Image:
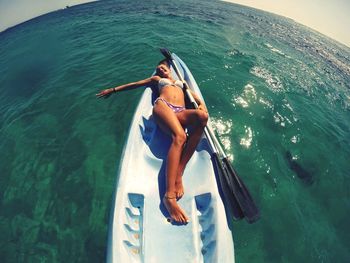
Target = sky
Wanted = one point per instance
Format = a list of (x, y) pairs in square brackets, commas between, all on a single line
[(13, 12), (330, 17)]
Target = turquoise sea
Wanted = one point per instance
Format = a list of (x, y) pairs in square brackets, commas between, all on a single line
[(278, 95)]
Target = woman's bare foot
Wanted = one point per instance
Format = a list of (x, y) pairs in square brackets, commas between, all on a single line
[(179, 188), (175, 211)]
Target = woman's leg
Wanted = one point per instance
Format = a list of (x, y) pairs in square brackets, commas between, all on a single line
[(198, 119), (168, 122)]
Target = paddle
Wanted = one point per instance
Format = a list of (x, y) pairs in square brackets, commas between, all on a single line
[(235, 193)]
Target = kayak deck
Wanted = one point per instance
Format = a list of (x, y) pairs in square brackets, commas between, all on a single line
[(139, 230)]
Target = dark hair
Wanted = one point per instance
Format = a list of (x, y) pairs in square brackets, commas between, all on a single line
[(162, 62)]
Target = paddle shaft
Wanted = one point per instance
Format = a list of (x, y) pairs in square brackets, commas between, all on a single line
[(207, 131)]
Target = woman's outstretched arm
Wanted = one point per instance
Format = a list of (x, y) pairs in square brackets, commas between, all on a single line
[(133, 85)]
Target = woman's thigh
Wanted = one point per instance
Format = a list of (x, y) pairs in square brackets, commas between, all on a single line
[(167, 119), (189, 117)]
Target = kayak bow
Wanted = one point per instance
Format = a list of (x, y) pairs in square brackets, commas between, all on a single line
[(139, 230)]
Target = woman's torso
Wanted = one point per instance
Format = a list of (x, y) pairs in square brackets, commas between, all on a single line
[(171, 91)]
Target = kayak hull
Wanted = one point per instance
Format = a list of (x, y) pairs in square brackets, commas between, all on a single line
[(139, 230)]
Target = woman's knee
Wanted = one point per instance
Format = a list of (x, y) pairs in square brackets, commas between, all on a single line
[(202, 118), (179, 138)]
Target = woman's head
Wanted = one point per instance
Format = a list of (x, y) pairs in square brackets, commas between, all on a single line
[(163, 69)]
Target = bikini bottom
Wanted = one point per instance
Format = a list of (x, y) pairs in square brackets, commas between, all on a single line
[(174, 108)]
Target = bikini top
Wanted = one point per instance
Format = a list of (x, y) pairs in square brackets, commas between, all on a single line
[(167, 82)]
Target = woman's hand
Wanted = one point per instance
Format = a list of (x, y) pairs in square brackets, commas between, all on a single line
[(202, 107), (105, 93)]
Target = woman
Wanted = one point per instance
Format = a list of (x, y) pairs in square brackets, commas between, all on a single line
[(171, 116)]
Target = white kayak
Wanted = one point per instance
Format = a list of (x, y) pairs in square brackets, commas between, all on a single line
[(139, 230)]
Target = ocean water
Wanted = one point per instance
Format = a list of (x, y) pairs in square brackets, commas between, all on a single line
[(278, 94)]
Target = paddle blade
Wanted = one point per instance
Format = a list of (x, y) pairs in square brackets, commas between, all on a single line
[(166, 53), (231, 205), (240, 191)]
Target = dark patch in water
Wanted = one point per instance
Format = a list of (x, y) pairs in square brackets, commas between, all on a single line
[(302, 174)]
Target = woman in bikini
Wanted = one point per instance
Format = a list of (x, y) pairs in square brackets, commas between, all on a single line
[(171, 116)]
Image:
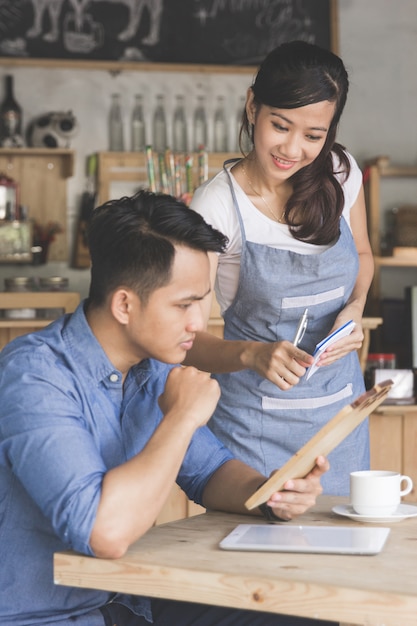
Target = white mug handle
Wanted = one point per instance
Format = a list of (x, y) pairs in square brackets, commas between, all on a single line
[(408, 487)]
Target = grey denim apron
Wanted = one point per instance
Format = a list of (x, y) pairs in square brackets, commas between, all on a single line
[(261, 424)]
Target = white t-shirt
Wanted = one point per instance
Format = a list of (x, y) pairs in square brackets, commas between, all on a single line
[(213, 200)]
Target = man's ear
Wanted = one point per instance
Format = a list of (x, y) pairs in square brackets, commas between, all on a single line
[(250, 106), (121, 305)]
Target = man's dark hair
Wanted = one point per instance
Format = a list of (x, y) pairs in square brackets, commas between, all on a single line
[(131, 242)]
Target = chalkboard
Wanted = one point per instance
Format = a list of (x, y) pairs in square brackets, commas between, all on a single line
[(211, 32)]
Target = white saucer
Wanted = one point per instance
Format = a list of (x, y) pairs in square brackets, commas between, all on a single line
[(403, 511)]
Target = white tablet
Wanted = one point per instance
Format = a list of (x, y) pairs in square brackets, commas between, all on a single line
[(324, 539)]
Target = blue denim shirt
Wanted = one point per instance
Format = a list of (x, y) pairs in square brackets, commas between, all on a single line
[(65, 420)]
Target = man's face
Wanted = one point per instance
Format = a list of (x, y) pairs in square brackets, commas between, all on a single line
[(164, 328)]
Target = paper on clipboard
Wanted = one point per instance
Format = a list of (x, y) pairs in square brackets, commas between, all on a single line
[(323, 442), (339, 333)]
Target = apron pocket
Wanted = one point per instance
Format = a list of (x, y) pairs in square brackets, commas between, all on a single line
[(271, 404)]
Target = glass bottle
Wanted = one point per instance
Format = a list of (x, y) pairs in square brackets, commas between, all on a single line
[(200, 125), (137, 126), (116, 139), (10, 117), (179, 127), (245, 140), (220, 127), (159, 125)]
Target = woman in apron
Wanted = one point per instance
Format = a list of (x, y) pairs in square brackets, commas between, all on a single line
[(294, 212)]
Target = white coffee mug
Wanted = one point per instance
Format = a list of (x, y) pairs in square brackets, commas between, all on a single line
[(376, 492)]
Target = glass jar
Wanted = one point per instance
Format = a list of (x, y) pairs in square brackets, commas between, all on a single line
[(20, 284), (52, 283)]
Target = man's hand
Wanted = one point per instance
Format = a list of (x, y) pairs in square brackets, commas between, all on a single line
[(299, 494), (190, 395)]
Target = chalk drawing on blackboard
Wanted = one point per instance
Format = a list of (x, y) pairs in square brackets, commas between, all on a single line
[(215, 32), (80, 32)]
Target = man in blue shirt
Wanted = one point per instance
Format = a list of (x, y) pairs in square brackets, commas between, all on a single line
[(97, 422)]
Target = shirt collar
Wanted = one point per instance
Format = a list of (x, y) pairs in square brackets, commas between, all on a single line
[(89, 354)]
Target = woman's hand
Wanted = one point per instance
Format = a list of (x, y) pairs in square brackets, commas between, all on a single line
[(347, 344), (281, 362), (300, 494)]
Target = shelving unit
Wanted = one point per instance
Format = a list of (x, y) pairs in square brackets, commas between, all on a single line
[(41, 174), (375, 170), (130, 167)]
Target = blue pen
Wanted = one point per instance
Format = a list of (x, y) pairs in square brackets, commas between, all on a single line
[(301, 328)]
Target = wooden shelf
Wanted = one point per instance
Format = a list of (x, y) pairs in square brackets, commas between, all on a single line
[(41, 174), (114, 167)]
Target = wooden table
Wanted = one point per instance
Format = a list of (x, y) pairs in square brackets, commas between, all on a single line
[(181, 560)]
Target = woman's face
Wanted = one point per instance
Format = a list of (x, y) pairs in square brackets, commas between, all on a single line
[(286, 140)]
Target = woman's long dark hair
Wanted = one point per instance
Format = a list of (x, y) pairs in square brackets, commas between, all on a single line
[(293, 75)]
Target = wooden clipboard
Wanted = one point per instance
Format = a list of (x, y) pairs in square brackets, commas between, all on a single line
[(323, 442)]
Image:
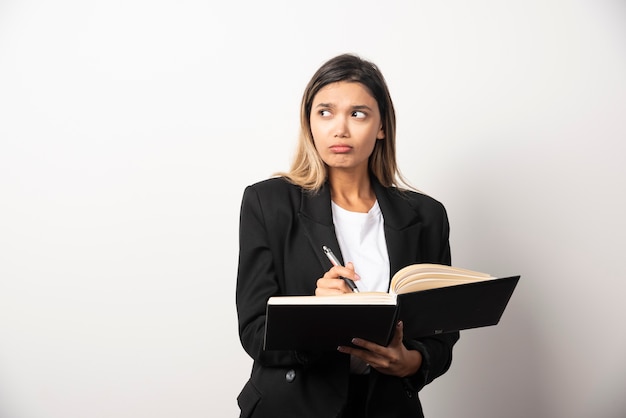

══════

WHAT IS REQUIRED
Look through the data above for the string "paddle" and copy every line where it appears.

RESPONSE AREA
Target = paddle
Target = paddle shaft
Target = paddle blade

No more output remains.